> _Stated problem_:
In the entries that follow, identify the line containing "stone cornice, which" and return it together with all later lines, exactly as they appear.

> _Part of a data file_:
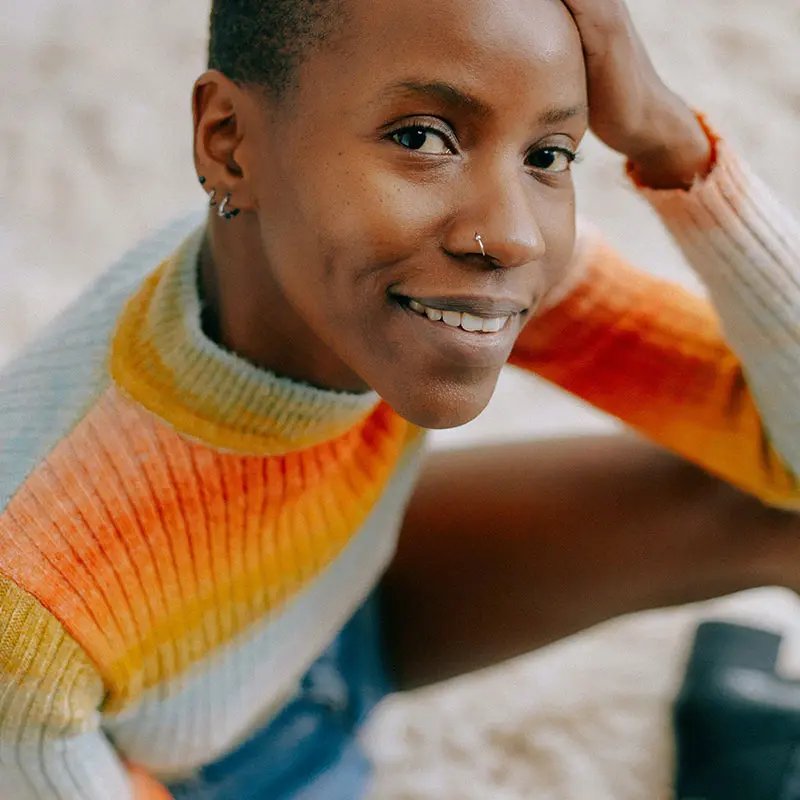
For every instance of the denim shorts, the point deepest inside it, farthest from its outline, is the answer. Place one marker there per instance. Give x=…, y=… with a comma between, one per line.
x=310, y=751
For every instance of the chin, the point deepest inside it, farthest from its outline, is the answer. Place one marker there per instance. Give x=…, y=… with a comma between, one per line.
x=440, y=405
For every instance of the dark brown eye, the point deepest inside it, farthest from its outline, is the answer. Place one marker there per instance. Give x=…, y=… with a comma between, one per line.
x=423, y=140
x=551, y=159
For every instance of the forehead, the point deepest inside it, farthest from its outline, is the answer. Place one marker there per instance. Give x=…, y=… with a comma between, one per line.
x=504, y=51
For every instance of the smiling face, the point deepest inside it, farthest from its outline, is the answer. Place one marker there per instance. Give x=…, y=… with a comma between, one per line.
x=424, y=124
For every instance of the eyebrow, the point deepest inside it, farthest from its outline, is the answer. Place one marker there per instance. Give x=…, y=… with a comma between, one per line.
x=457, y=98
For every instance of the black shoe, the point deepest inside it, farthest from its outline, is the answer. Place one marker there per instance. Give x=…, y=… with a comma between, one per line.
x=737, y=724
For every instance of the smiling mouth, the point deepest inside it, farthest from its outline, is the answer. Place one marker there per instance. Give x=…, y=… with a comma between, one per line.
x=486, y=320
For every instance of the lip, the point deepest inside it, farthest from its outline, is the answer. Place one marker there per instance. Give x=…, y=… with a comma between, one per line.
x=484, y=307
x=457, y=346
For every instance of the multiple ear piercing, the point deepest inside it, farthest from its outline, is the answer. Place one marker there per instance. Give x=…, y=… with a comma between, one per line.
x=223, y=209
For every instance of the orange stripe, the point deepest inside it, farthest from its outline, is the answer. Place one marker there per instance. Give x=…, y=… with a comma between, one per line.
x=153, y=550
x=653, y=355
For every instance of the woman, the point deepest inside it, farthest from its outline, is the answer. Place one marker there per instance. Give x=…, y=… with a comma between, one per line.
x=206, y=463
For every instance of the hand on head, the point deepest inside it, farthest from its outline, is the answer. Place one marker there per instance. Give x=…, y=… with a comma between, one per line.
x=631, y=108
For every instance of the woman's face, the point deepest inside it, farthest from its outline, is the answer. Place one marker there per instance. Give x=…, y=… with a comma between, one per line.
x=428, y=121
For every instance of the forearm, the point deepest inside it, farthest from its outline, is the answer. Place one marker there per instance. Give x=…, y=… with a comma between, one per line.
x=507, y=548
x=655, y=356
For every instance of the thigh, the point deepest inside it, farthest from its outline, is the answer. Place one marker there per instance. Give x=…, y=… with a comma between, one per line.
x=508, y=547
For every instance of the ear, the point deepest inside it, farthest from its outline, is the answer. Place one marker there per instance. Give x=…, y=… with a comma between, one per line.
x=220, y=109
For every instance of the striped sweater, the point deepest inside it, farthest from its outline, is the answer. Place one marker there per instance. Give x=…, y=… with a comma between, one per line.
x=182, y=534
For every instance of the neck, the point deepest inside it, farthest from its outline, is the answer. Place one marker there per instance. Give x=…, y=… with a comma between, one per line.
x=248, y=314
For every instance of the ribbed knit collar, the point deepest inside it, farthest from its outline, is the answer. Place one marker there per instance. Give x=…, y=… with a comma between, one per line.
x=161, y=358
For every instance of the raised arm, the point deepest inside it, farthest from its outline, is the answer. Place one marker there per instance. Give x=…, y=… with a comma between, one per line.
x=716, y=384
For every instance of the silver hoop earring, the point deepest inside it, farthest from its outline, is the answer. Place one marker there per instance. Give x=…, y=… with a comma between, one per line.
x=223, y=205
x=223, y=211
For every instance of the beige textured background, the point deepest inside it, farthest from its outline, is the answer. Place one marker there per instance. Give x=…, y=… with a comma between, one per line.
x=95, y=150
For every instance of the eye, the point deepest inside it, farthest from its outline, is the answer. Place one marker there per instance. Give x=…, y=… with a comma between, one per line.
x=552, y=159
x=423, y=140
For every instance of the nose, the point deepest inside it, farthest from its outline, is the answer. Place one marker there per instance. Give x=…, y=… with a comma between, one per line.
x=500, y=210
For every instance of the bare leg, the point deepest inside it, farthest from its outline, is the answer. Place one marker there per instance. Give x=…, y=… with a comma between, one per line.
x=507, y=548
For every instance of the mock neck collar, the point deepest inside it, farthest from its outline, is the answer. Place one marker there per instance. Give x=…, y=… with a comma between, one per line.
x=162, y=359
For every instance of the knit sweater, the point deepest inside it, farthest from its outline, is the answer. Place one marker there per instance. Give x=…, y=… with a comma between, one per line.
x=182, y=533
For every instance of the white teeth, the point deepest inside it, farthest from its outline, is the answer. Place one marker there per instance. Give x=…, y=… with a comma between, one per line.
x=452, y=318
x=455, y=319
x=471, y=323
x=433, y=314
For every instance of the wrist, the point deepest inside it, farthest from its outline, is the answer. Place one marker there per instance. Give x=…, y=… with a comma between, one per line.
x=678, y=149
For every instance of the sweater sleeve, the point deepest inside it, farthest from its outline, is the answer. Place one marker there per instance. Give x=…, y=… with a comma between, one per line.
x=713, y=383
x=51, y=743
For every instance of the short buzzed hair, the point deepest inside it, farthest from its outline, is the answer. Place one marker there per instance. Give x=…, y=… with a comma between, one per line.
x=263, y=42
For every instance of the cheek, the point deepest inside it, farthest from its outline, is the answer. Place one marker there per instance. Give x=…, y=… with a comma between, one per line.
x=556, y=218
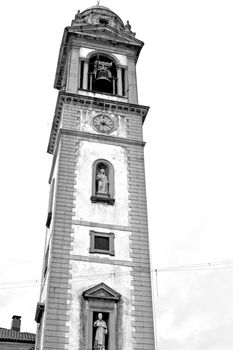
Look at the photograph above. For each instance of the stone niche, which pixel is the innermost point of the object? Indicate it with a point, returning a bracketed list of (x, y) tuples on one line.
[(101, 299)]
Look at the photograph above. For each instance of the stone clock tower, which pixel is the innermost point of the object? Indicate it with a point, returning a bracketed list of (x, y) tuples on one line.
[(96, 286)]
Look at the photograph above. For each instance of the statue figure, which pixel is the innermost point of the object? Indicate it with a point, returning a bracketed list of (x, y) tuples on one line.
[(102, 182), (101, 331)]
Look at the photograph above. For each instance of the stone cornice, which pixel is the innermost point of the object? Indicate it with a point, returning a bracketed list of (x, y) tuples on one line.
[(94, 103), (114, 39)]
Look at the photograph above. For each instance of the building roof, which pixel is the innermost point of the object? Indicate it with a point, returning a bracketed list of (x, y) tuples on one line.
[(10, 335)]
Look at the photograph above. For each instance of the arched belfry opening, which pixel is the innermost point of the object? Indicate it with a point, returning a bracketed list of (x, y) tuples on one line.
[(102, 74)]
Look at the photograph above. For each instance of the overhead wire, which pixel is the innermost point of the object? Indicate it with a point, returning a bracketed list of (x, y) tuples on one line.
[(209, 266)]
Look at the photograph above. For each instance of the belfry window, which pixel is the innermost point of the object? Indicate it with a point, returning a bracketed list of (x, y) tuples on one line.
[(102, 75), (102, 182)]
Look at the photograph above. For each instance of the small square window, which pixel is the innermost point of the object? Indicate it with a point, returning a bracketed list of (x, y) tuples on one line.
[(101, 242)]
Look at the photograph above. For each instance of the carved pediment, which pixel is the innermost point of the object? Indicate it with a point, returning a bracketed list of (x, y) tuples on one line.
[(101, 291)]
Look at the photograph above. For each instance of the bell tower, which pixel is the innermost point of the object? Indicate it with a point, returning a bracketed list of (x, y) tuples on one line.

> _Full response_:
Look at the photograph above. For each instance of the stone cornice, which pixel is the innermost point of the object? Indicate it with a point, returning a bracketed list of (x, y) tuples on one line.
[(94, 103), (114, 39)]
Look at the photograph above. For each instance of the building roof, which pixel is the innermost point of the object? Indicate it with a point, returning a bracketed list of (x, y) tuples on one line.
[(10, 335)]
Look at the photograph above. For each instance of the arched belfry opening, which pixel is the innermost point of the object? Indicate it with a point, returning a bracketed list of (x, y) tuples on one line.
[(102, 74)]
Look at the photograph above. For each instance of the overhead wire, which pixel is the innermost point of the object? Indicate it with a point, returning a bracketed list of (x, y) tuples on one line.
[(209, 266)]
Look at the photograph above. For each instance of the belfry window, which pixel is the innermost point of the object? Indicate it with a point, returning a bracketed list of (x, y) tuples on one line.
[(102, 75), (102, 182)]
Look at the photograph above. For each instance of the small square window, which pixel is the innermost point of the object? Indicate it with a point, returning a bracketed list of (x, y) tuples on one line.
[(101, 242)]
Look at the photograph above. For each instance of the carved pediment, which pixel is the innermost point of the object? Indicate it with a point, returning a bracketed list of (x, y) tuples on one line.
[(101, 291)]
Look at the photograph above. For each instance of the bell tower, which pixel is the innermost point of the object? Indicate it with a point, returning a bracketed list of (x, y) tuples on one line.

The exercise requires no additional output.